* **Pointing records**
--*--

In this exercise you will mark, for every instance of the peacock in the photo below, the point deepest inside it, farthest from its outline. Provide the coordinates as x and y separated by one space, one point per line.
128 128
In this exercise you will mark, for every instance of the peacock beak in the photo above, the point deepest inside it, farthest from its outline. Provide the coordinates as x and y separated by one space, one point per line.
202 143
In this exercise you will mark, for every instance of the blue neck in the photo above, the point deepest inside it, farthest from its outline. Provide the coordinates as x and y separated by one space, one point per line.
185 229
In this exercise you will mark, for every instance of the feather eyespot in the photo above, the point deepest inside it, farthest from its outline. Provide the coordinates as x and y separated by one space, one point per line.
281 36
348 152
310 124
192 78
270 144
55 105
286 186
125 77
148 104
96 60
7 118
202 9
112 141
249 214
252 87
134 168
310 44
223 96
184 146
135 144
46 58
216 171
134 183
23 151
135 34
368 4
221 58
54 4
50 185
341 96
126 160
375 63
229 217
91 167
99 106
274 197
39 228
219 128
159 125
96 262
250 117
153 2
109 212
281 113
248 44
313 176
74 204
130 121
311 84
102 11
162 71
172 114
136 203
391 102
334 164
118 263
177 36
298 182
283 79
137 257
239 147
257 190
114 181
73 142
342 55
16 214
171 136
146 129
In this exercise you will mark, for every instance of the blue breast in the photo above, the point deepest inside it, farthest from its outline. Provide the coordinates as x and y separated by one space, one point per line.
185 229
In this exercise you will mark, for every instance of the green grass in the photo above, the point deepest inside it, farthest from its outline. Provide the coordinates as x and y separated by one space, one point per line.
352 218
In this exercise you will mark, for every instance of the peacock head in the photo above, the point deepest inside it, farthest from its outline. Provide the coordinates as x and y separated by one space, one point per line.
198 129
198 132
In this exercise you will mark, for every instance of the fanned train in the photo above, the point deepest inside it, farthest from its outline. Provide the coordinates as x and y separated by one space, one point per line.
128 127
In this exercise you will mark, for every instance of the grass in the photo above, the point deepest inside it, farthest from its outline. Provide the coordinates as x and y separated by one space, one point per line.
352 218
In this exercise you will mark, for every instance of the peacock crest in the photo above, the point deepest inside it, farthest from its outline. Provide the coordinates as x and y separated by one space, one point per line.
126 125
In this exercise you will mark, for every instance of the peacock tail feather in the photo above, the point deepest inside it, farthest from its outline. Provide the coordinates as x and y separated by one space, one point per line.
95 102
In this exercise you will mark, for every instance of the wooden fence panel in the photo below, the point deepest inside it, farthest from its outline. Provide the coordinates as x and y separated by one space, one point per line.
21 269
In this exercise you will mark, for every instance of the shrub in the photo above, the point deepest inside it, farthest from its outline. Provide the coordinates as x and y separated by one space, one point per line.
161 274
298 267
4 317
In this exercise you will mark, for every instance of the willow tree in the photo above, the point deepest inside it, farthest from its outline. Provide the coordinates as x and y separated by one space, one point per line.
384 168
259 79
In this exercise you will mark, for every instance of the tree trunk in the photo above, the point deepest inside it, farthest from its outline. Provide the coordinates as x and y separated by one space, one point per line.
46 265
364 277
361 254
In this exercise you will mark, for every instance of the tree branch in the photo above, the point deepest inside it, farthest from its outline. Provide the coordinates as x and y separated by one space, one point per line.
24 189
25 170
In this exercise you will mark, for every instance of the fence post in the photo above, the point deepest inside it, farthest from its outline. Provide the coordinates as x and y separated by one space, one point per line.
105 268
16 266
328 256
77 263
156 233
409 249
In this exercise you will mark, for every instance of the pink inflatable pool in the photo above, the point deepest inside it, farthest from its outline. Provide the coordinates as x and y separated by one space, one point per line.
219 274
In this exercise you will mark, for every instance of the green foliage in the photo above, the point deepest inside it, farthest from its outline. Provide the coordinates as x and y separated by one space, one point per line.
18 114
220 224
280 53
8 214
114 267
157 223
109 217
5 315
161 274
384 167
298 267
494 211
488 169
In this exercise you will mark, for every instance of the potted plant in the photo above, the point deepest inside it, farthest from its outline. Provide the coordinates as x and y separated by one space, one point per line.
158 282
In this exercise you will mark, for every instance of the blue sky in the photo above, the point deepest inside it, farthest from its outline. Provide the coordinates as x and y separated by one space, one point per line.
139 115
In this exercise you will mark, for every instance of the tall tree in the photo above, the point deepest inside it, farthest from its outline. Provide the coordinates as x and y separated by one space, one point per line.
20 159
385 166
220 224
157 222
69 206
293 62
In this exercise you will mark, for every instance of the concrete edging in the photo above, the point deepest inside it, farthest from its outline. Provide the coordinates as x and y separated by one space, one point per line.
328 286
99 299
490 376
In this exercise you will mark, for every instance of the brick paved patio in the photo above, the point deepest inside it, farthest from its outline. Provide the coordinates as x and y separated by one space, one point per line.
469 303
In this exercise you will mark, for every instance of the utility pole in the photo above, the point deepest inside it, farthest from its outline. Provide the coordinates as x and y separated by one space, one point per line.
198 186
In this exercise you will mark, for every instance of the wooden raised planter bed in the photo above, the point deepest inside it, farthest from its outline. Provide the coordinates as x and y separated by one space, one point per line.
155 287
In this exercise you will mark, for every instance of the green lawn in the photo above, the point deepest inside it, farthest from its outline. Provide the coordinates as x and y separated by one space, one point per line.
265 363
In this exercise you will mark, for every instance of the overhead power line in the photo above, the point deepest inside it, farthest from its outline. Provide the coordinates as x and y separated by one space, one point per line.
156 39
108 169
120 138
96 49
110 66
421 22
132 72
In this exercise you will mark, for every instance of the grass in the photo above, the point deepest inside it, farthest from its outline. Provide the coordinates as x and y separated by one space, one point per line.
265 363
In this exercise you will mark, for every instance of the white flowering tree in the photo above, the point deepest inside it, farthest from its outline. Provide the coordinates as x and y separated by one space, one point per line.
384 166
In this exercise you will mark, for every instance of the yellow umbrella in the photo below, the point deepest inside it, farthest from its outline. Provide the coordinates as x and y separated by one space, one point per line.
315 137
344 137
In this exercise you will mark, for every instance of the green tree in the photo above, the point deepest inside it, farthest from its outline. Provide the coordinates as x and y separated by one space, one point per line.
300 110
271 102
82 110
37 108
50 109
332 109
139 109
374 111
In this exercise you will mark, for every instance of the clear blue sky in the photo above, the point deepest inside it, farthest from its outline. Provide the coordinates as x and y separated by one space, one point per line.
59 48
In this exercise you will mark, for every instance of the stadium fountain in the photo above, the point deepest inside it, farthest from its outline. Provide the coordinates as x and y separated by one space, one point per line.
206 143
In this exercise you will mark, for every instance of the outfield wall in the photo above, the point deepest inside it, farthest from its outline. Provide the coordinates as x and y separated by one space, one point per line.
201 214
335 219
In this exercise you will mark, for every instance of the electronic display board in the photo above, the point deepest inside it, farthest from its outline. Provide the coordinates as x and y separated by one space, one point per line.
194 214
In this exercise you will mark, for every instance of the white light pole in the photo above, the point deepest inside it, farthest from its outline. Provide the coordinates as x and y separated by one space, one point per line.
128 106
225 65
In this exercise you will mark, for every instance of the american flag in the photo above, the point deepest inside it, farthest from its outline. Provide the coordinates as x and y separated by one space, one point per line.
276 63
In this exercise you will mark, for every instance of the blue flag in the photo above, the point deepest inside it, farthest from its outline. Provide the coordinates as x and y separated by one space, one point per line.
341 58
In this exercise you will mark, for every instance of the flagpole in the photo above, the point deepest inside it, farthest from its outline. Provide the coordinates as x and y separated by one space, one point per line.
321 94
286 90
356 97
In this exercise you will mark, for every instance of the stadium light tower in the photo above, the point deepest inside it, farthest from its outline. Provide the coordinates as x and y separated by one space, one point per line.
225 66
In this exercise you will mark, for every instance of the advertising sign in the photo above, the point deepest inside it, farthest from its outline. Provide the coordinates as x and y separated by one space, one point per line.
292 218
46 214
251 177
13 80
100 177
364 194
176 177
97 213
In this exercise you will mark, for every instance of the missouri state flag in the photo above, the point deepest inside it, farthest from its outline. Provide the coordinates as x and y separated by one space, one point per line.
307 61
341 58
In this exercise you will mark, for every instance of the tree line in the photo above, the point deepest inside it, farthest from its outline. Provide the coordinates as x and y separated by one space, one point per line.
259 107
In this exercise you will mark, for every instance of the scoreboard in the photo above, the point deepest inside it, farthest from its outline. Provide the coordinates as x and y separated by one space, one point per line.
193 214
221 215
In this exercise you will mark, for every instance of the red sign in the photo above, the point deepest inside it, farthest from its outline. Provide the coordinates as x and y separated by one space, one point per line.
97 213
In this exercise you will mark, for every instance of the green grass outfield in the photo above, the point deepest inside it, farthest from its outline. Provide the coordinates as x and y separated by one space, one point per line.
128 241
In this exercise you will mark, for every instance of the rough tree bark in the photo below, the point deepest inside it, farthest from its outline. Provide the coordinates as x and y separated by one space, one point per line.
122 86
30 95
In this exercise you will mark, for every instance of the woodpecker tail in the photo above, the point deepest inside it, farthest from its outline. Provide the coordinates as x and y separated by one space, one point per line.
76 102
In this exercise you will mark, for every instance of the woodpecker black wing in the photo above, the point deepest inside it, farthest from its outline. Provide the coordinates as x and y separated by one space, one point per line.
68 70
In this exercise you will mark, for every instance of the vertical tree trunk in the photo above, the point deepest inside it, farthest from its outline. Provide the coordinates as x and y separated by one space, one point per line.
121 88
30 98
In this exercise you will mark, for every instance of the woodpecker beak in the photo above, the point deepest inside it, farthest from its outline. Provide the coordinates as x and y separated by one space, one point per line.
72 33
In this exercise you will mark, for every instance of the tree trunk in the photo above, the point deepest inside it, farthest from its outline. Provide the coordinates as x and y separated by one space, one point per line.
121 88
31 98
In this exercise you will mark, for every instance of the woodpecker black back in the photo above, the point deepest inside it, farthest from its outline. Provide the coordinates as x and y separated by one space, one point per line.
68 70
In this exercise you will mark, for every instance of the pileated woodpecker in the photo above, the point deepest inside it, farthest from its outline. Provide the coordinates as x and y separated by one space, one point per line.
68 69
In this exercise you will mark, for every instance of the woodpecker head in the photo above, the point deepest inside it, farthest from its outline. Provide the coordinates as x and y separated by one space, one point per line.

--*--

* **What is needed**
Output exactly the lines from the one containing "woodpecker black wing" through the last line of the entries, both ends included.

* **Answer in full**
In this exercise you will mark, for every instance of the woodpecker black wing in the photo above, the point deepest inside it, farthest from its outline. Provide the coordinates as x and y separated by one space, one point per line.
68 70
In this exercise you will mark, for every instance of the vertical tree trunk in the photo above, the point deepest inside it, farthest from its outline. Provide the coordinates as x and y separated by one space, one point per line.
121 88
30 98
In this exercise you will mark, for every instance of the woodpecker beak in the photo above, the point deepest inside it, farthest from its outline. Provide the coordinates as x and y separated by one space, one point per line.
72 33
In this exercise you will mark, for every instance of the tree trunk in the photo above, the point deepest inside it, farthest from its outline. Provide the coordinates as x and y separated by one space, one point per line.
121 88
31 98
In this exercise you will mark, for every instance of the woodpecker black back in the photo above, the point deepest inside it, farthest from its outline. Provide the coordinates as x and y separated by one space, one point per line.
68 70
In this exercise you will mark, for every instance of the pileated woodpecker in the photo above, the point deepest inside it, farthest from its outline. Provide the coordinates as x and y separated by one space, one point per line.
68 69
In this exercise you will mark, for every instance of the woodpecker head in the photo above, the point deepest inside it, farthest from its outline. Provide the coordinates as x and y separated by one space, one point per line.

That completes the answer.